### Trecho extraído
- - -

Este foi redigida pelo ano 620 a.C. com este teor: O lugar, maqôm, que Iavé, vosso Deus
escolherá numa única, ’ehad, de tuas tribos. No v.11 da unidade literária Dt 12,8-11 a fórmula
já foi desenvolvida e reinterpretada no exílio babilônico, introduzindo o termo ‘nome’ que
agora reside no santuário em vez de mencionar a divindade. Ele explica que esta
reinterpretação da fórmula de centralização original se tornou necessária após a destruição do
templo em 587 a.C. Ela agora soa assim: O lugar, maqôm, que Iavé, vosso Deus, escolherá
como morada, xakkén, para seu nome, xemô. E no v.5 da unidade literária Dt 12,2-7 a fórmula
de centralização foi novamente reinterpretada na época pós-exílica e se compõe agora da
combinação das duas fórmulas anteriores nos v.14 e 11. A fórmula de centralização tem agora
este teor: O lugar, maqôm, que Iavé, vosso Deus escolherá dentre todas as vossas tribos para
ali colocar seu nome para fazê-lo habitar. Ele resume a sua tese afirmando que Dt 12 reflete as
três etapas da atividade dos escribas deuteronomistas. Estas três etapas de reinterpretação em
Dt 12 estão também presentes em Js 7-8; 1Sm 8-12; 1Rs 8; 2Rs 22-23. E conclui: “A
identificação das três principais camadas redacionais dentro da História Deuteronomista,
correspondendo com os três contextos sociais, políticos e históricos diferentes (neo-assírio,
neobabilônico e persa), aparece como a melhor hipótese de trabalho. É ao longo das linhas
deste modelo, portanto, que empreenderemos, nos próximos capítulos, a pesquisa sobre a
História Deuteronomista” (p. 70).

- - -

### Dados fornecidos

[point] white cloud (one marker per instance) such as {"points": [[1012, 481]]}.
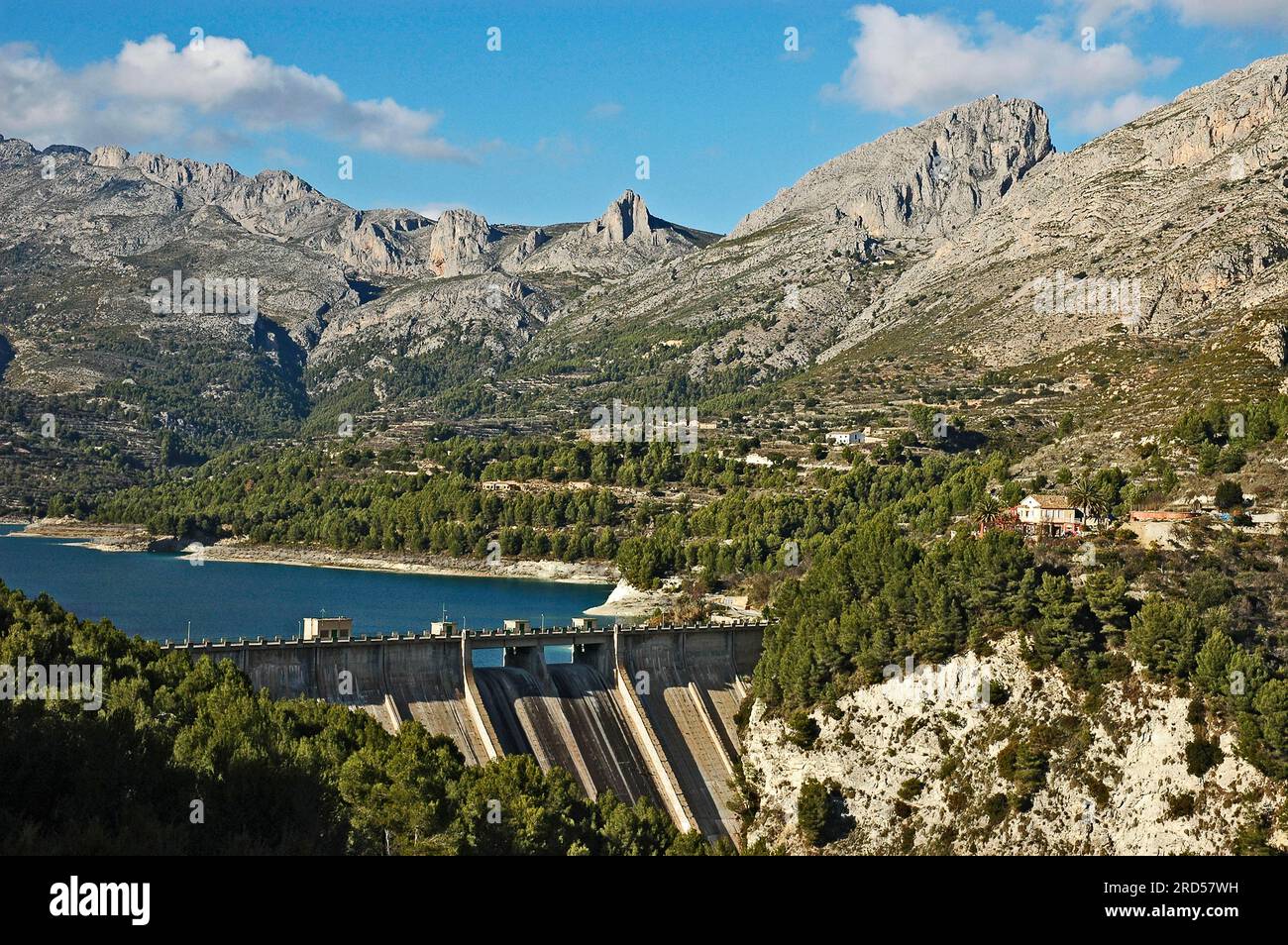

- - -

### Enunciado 1
Segundo o trecho sobre a fórmula de centralização, depois de que acontecimento a reinterpretação da fórmula original se tornou necessária?
### Enunciado 2
Por favor, dê continuidade ao trecho sobre a fórmula de centralização a partir do ponto em que ele termina.
O material é independente do trecho sobre a fórmula de centralização e não faz parte dele.

### Resposta 1
Depois da destruição do templo em 587 a.C.

### Resposta 2
No cap. 4 Th. Roemer descreve a editoração da H. Dtr. no final do período assírio no
século VII a.C. O autor discorda daqueles que julgam que a H. Dtr. tenha se originado na
época do rei Ezequias. Ele é da opinião que “o final do século VII a.C. proporciona o mais
plausível contexto histórico para o surgimento da literatura deuteronomista” (p. 73).
a) Ele demonstra sua opinião elencando o conteúdo da primeira edição da H. Dtr.,
começando pelo Deuteronômio. A abertura original dessa sua primeira edição é Dt 6,4-7 e o
início original do Código Deuteronômico encontra-se presente em Dt 12,13-18. A estes textos
está ligado Dt 13 porque contém a mesma ideologia da centralização no templo de Jerusalém.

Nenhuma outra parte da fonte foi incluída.